Dataset excerpt:
+ + + + + + +
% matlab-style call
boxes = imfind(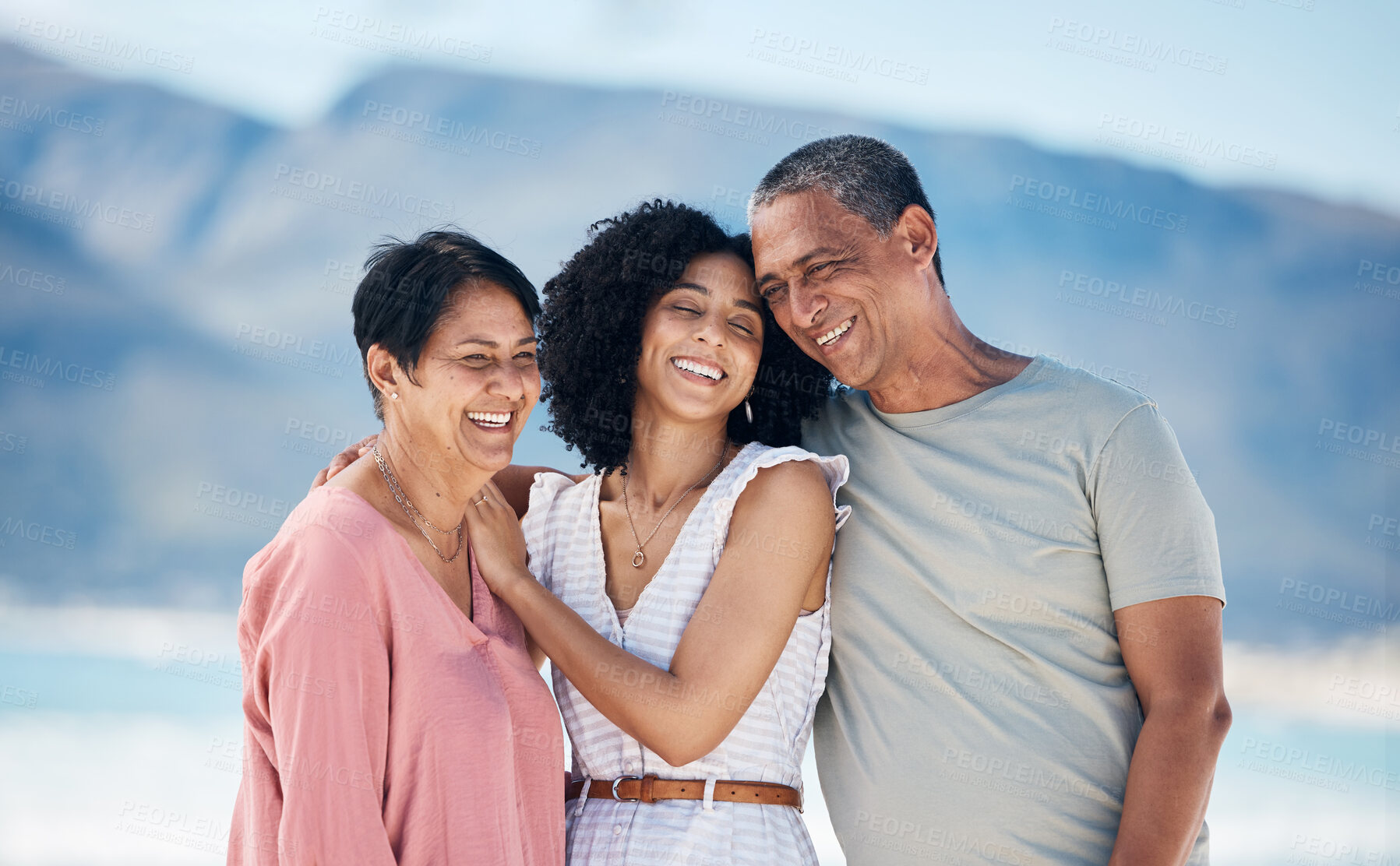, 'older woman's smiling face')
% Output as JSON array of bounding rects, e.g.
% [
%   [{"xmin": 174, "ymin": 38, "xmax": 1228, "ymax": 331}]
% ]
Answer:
[{"xmin": 385, "ymin": 283, "xmax": 541, "ymax": 473}]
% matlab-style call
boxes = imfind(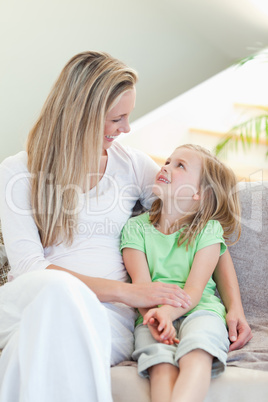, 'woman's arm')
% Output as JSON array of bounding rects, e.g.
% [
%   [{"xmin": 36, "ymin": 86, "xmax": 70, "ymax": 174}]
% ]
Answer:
[
  {"xmin": 213, "ymin": 250, "xmax": 253, "ymax": 351},
  {"xmin": 47, "ymin": 264, "xmax": 192, "ymax": 308},
  {"xmin": 123, "ymin": 247, "xmax": 189, "ymax": 315}
]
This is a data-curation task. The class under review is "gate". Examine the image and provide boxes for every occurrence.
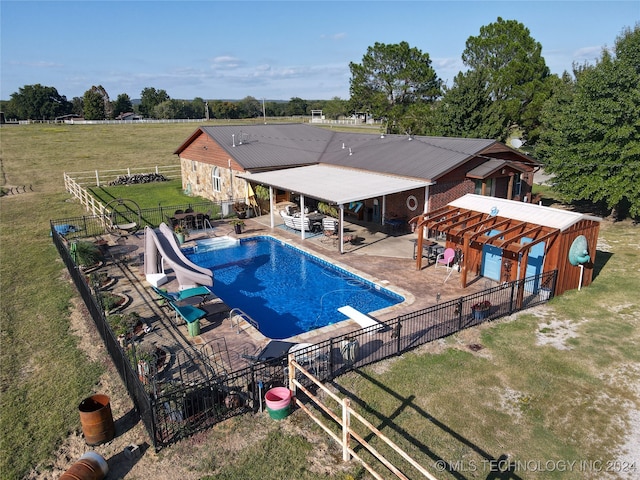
[288,350,437,480]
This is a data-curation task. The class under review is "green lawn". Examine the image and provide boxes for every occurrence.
[0,124,640,479]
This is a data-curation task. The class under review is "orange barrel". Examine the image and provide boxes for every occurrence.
[60,452,109,480]
[78,394,115,445]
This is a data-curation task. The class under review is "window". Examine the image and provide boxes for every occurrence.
[512,173,522,198]
[473,178,495,197]
[211,167,222,192]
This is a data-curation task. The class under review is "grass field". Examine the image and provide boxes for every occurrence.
[0,124,640,479]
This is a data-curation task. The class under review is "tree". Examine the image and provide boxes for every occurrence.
[322,97,349,120]
[462,17,550,142]
[535,26,640,218]
[82,87,105,120]
[430,69,508,138]
[349,42,442,132]
[71,97,84,116]
[82,85,113,120]
[139,87,170,117]
[8,83,72,120]
[113,93,133,117]
[187,97,205,118]
[210,100,238,118]
[238,97,262,118]
[287,97,309,116]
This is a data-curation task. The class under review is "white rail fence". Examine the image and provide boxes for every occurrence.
[288,353,437,480]
[64,173,108,219]
[64,163,182,191]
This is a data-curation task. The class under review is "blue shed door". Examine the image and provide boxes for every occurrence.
[518,237,544,293]
[480,230,502,282]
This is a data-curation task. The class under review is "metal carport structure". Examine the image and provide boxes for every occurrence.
[238,165,431,253]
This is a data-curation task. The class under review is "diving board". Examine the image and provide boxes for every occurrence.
[338,305,384,330]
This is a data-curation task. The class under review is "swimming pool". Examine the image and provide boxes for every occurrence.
[184,236,404,339]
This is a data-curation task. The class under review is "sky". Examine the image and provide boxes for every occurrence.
[0,0,640,100]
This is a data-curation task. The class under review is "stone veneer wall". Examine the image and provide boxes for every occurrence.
[180,158,247,201]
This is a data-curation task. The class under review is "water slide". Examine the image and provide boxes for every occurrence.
[144,223,213,290]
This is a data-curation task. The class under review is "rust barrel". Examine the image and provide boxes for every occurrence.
[60,452,109,480]
[78,394,115,445]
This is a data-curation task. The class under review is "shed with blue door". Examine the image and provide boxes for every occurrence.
[410,194,602,295]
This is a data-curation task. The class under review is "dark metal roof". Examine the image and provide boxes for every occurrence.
[202,123,333,171]
[322,133,496,181]
[175,124,537,182]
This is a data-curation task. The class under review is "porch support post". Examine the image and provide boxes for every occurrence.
[300,194,306,240]
[507,173,513,200]
[338,203,344,253]
[460,233,471,288]
[269,185,276,228]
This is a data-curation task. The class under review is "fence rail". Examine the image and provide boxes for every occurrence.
[51,219,557,450]
[288,354,437,480]
[64,163,182,188]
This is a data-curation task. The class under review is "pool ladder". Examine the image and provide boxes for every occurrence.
[229,308,260,333]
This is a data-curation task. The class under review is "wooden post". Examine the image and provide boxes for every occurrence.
[287,353,296,398]
[342,398,351,462]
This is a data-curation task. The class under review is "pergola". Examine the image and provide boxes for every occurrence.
[239,165,430,253]
[410,194,600,291]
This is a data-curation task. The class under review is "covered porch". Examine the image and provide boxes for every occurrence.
[240,165,430,253]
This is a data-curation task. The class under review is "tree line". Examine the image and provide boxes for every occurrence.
[0,84,348,120]
[2,17,640,217]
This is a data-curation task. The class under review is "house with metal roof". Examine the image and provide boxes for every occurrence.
[175,124,540,224]
[175,124,600,294]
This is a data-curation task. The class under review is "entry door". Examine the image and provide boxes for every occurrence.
[480,230,502,282]
[518,237,544,293]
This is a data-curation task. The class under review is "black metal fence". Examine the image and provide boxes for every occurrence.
[51,221,557,450]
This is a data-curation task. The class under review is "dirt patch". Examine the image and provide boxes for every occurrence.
[606,364,640,480]
[536,320,584,350]
[495,387,531,423]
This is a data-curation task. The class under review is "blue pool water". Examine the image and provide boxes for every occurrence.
[184,237,404,339]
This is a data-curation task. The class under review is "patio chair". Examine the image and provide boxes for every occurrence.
[436,247,456,271]
[321,217,338,243]
[151,286,212,305]
[169,302,207,323]
[194,213,204,230]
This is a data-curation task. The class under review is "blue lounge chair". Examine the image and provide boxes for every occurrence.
[169,302,207,323]
[151,286,213,303]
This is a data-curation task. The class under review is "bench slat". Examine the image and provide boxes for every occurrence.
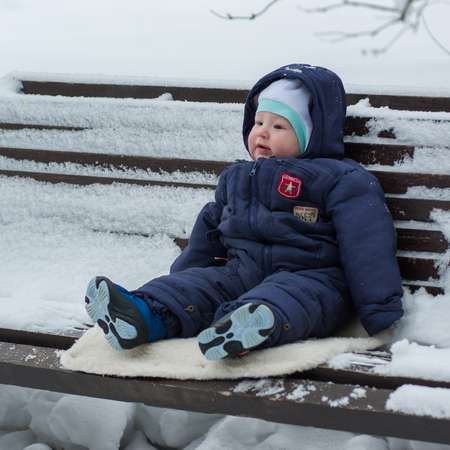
+ + + + + + +
WRITTEN EXERCISE: Pick out every line in the entries above that contains the string "rail", and copy each one verbatim.

TASK RESULT:
This is a data-curation task. The class under review is "white rail fence". Examine the image and provide boxes for every occurrence.
This is a data-curation task. The class under review is "fence rail". Examine the image and provide boxes for every occurrence.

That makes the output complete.